### Task to carry out:
Please write the next part of the interview passage on natural remedies and the suffering of the elderly, starting right after its final sentence.

### Study text:

_ _ _ _ _ _ _

I don’t think we will ever embrace suffering and death, unless it comes with great relief – and why should we? The pain that the elderly – and anyone who is ever sick with a debilitating illness – go through can be utterly horrendous. But do I think that natural remedies can make things a whole lot easier? Absolutely. And I hope everyone who reads this buys all the elderly people they know a small bottle of Arnica 30 to keep in an accessible place, and to take one dose in an emergency if they observe the first signs of a stroke, while they wait for an ambulance. It can be a lifesaver and we need to raise awareness.
NS: I agree that natural remedies can ease such sufferings (and it’s fantastic what Arnica seems to have done in your father’s case). I would add that I know from experiences within my own family that conventional medicine can sometimes add to the sufferings of the elderly rather than alleviate them – one of the reasons I was drawn to natural medicine in the first place. But having said that, painkilling drugs can play a vital part in easing suffering towards the end of life.

_ _ _ _ _ _ _

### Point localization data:
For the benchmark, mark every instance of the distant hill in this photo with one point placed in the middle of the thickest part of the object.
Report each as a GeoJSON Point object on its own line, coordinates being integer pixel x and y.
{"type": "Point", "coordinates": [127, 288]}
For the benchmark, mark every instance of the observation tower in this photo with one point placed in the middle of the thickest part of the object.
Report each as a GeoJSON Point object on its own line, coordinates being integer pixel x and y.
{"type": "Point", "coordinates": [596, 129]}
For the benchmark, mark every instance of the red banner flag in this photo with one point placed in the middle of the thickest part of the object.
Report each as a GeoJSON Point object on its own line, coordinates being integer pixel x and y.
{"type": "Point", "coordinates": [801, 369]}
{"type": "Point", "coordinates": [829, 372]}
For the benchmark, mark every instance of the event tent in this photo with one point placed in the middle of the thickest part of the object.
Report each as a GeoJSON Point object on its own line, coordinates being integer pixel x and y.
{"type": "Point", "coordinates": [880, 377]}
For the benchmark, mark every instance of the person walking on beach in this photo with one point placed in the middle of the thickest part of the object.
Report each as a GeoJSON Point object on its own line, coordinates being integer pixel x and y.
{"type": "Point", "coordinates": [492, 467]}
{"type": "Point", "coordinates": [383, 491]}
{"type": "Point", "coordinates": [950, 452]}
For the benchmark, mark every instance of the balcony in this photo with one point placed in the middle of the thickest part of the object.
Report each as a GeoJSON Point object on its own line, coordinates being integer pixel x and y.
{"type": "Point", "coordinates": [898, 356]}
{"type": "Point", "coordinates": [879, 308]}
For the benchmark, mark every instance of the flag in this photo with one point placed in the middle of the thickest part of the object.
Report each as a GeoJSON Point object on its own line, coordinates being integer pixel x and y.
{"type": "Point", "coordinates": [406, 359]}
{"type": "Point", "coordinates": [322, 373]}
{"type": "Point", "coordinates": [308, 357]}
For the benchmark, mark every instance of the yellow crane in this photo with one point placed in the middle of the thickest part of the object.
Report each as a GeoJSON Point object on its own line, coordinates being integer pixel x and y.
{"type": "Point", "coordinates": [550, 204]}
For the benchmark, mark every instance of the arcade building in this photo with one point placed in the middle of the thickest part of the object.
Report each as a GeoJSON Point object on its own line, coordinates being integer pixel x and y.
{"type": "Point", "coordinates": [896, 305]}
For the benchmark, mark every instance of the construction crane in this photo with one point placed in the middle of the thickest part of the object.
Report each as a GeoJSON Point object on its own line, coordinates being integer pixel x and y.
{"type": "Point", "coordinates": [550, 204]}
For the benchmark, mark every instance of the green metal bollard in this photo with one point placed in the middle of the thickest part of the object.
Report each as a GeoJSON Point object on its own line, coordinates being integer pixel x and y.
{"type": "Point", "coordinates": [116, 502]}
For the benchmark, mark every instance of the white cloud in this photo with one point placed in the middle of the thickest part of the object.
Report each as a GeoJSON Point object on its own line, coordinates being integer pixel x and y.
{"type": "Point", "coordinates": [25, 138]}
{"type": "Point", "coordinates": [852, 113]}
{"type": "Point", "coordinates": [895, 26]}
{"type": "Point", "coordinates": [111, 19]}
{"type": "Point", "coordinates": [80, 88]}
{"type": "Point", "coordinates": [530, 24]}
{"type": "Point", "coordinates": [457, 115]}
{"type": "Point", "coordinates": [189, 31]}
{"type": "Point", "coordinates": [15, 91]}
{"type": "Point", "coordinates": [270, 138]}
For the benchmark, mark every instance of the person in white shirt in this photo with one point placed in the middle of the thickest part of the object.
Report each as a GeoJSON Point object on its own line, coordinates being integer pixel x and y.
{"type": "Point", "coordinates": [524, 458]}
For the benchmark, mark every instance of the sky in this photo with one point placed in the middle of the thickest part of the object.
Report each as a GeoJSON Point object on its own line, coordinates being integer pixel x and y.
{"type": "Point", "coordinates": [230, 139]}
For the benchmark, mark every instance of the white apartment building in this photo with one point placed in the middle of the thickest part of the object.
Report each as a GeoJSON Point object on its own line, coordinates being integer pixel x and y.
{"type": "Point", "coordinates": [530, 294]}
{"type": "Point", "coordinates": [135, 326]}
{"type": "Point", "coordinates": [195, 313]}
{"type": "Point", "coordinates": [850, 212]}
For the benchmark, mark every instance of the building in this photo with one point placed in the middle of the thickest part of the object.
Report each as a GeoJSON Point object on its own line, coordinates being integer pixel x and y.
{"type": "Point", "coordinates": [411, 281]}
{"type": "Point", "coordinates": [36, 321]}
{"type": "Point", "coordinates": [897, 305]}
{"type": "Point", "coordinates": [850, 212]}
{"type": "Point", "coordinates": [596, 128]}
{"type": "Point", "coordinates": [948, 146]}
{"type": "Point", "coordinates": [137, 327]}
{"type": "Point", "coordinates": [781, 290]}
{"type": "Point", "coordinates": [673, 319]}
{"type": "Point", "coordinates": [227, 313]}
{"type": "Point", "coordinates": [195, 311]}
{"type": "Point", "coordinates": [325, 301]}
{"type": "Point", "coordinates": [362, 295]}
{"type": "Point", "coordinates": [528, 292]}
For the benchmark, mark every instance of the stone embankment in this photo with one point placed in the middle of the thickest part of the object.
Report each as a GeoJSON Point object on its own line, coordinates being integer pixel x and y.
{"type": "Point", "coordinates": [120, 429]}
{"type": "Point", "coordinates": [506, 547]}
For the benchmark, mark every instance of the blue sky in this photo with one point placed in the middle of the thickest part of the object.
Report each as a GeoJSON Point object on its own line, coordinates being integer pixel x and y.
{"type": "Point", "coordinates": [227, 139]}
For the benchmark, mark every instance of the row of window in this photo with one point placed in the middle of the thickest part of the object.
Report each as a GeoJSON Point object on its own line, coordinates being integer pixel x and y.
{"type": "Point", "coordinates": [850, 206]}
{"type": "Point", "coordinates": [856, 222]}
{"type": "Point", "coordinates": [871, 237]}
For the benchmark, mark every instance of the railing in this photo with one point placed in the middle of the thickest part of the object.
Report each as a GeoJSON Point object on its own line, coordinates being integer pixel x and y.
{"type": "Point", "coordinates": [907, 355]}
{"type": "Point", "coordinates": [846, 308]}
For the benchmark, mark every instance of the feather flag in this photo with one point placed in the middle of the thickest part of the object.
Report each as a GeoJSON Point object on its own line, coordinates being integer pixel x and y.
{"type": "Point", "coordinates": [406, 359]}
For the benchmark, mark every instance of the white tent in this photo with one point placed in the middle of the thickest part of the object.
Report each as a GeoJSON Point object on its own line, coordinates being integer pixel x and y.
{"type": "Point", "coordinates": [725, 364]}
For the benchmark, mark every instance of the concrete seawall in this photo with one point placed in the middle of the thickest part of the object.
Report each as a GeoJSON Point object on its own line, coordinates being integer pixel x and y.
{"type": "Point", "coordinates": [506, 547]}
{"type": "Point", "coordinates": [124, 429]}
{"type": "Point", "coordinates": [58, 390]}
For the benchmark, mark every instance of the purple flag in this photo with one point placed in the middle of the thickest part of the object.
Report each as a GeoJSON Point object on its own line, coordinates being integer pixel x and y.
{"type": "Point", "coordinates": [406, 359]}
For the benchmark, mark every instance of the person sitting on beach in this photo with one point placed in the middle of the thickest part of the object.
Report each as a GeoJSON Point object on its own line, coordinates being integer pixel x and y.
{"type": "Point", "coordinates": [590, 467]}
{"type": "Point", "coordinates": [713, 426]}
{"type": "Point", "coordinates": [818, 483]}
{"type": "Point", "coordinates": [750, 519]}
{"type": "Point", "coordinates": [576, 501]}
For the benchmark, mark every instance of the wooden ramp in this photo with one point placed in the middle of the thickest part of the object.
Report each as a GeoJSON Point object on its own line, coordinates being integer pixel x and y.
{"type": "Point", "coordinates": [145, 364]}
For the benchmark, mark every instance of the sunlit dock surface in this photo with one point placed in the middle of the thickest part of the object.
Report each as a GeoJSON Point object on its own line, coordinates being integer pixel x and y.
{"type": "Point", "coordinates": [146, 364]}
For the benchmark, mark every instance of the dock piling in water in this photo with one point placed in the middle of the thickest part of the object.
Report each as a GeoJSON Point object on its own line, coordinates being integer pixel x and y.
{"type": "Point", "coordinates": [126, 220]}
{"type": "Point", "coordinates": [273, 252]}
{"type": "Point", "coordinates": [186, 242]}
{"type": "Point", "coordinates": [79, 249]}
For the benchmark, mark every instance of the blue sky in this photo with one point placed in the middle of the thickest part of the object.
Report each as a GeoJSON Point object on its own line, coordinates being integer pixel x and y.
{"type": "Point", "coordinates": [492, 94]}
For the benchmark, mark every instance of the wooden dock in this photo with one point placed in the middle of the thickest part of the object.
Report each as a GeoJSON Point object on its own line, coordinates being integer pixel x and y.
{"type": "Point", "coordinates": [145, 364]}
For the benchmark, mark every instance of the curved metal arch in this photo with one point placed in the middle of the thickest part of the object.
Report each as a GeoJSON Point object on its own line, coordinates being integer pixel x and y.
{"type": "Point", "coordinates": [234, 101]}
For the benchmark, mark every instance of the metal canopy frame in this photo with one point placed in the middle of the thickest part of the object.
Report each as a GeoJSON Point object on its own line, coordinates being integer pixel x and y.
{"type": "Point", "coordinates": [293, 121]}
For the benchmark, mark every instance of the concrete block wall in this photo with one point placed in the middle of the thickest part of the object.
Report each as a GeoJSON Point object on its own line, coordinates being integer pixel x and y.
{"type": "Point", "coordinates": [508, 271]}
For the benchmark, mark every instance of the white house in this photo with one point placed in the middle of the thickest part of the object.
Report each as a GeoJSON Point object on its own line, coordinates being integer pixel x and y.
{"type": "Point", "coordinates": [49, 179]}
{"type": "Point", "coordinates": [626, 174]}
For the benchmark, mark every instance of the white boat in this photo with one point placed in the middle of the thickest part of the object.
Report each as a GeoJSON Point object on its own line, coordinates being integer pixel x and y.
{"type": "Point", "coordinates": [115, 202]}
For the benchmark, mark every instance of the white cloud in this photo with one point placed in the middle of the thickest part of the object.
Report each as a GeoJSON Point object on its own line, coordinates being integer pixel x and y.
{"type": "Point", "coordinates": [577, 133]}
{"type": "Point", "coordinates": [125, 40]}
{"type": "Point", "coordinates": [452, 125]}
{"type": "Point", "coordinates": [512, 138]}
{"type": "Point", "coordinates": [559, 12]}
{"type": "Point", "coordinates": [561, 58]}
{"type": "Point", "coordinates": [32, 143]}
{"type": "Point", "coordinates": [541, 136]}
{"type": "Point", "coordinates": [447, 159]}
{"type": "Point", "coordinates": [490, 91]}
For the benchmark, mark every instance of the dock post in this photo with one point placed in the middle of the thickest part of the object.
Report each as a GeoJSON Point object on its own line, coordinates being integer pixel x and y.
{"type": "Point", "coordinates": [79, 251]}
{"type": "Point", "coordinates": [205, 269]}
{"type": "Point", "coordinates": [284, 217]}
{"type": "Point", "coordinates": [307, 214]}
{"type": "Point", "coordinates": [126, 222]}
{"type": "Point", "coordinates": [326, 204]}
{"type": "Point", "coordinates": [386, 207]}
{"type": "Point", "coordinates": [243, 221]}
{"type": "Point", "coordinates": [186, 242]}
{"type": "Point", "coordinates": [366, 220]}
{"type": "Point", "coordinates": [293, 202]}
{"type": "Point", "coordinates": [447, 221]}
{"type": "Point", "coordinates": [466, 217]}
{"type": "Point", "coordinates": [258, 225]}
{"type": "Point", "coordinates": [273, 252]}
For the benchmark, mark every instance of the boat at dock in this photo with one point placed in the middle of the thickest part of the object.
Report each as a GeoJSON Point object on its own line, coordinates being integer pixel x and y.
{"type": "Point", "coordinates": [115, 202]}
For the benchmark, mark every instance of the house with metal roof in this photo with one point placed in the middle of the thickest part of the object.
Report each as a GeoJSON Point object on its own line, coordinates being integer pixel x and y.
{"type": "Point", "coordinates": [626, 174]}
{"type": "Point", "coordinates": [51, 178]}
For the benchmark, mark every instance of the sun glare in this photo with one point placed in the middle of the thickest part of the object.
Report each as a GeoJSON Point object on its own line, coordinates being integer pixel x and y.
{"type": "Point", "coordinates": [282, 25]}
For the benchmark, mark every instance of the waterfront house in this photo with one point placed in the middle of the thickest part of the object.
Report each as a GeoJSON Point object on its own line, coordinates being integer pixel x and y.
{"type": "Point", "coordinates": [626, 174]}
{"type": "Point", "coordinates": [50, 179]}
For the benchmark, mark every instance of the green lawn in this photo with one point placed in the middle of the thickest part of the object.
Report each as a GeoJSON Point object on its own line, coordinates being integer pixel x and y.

_ _ _ _ _ _ _

### Reply:
Death is inescapably part of life – for all living things. It is as natural and as vital a part of existence as birth. Suffering may be hard to embrace. Death? Surely, we have to try to embrace it? Along with Arnica and natural medicines in our old age, I would recommend reading the “Meditations” of Marcus Aurelius, “The Essays” by Michel de Montaigne, and the teachings of Jiddhu Krishnamurti. All of these offer tremendous (and positive) insights into death – and may help remove the fear of it.
RJR: I totally agree. What do our readers feel about what we have written?